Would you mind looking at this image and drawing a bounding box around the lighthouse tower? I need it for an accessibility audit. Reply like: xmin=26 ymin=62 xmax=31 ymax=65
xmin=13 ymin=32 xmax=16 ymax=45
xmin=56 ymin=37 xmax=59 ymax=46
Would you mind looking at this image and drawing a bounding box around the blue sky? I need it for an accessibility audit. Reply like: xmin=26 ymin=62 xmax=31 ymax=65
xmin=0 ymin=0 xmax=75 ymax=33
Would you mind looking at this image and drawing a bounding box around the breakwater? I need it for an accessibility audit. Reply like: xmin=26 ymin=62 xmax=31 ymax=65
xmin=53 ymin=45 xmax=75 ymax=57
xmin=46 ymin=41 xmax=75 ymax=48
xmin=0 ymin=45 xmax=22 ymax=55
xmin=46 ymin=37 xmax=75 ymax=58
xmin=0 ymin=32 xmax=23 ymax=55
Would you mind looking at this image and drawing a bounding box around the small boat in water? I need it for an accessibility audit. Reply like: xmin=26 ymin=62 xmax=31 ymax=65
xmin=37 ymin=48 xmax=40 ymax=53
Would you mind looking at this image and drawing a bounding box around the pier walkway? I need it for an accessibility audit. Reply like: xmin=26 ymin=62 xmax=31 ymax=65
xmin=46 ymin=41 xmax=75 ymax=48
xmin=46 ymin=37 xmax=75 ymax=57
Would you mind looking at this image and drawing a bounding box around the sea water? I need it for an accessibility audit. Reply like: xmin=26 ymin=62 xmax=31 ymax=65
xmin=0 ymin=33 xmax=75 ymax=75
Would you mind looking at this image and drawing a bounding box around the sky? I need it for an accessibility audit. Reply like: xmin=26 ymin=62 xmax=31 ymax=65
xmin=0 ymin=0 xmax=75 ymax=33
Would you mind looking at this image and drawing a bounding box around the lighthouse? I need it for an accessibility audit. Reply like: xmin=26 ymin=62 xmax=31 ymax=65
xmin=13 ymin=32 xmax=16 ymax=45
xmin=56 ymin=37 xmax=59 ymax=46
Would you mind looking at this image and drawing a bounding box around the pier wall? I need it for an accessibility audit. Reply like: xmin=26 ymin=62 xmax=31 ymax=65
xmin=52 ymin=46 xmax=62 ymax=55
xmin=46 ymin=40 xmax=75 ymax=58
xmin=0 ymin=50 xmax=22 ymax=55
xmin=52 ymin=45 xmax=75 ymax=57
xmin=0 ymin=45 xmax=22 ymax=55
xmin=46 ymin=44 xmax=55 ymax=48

▶ Exercise instructions
Restate the records above verbatim, omitting no line.

▶ Written solution
Would you mind looking at this image and drawing a bounding box around the lighthouse tower? I need it for an accessibility audit. Reply like: xmin=26 ymin=62 xmax=31 ymax=65
xmin=13 ymin=32 xmax=16 ymax=45
xmin=56 ymin=37 xmax=59 ymax=46
Would you mind looking at this image and drawing a bounding box around the blue sky? I need it for an accessibility audit. Reply like: xmin=26 ymin=62 xmax=31 ymax=65
xmin=0 ymin=0 xmax=75 ymax=33
Would you mind looking at this image and drawing a bounding box around the breakwater? I need it for an accessibility audit. Reply like: xmin=26 ymin=62 xmax=31 ymax=65
xmin=53 ymin=45 xmax=75 ymax=57
xmin=46 ymin=41 xmax=75 ymax=48
xmin=0 ymin=45 xmax=22 ymax=55
xmin=46 ymin=37 xmax=75 ymax=58
xmin=0 ymin=32 xmax=23 ymax=55
Would you mind looking at this image and drawing a bounding box around the small boat in water? I need it for an accessibility audit. Reply like: xmin=26 ymin=62 xmax=31 ymax=65
xmin=37 ymin=48 xmax=40 ymax=53
Would you mind looking at this image and drawing a bounding box around the pier walkway? I need it for an accessibility audit. Reply like: xmin=26 ymin=62 xmax=31 ymax=65
xmin=46 ymin=41 xmax=75 ymax=48
xmin=46 ymin=37 xmax=75 ymax=57
Would you mind looking at this image and drawing a bounding box around the sea water? I need it for an accessibility audit. Reply like: xmin=26 ymin=62 xmax=31 ymax=65
xmin=0 ymin=33 xmax=75 ymax=75
Would you mind looking at this image and drawing a bounding box around the sky? I need it for an accessibility audit. Reply like: xmin=26 ymin=62 xmax=31 ymax=65
xmin=0 ymin=0 xmax=75 ymax=33
Would you mind looking at this image and drawing a bounding box around the lighthouse? I need it for an accessibility audit. Reply like: xmin=26 ymin=62 xmax=31 ymax=65
xmin=13 ymin=32 xmax=16 ymax=45
xmin=56 ymin=37 xmax=59 ymax=46
Would you mind looking at this image and drawing a bounding box around the pier wall? I need it for an accessibility audit. Reply like: xmin=26 ymin=62 xmax=31 ymax=65
xmin=52 ymin=46 xmax=62 ymax=55
xmin=46 ymin=40 xmax=75 ymax=58
xmin=0 ymin=50 xmax=22 ymax=55
xmin=52 ymin=45 xmax=75 ymax=57
xmin=0 ymin=45 xmax=22 ymax=55
xmin=46 ymin=44 xmax=55 ymax=48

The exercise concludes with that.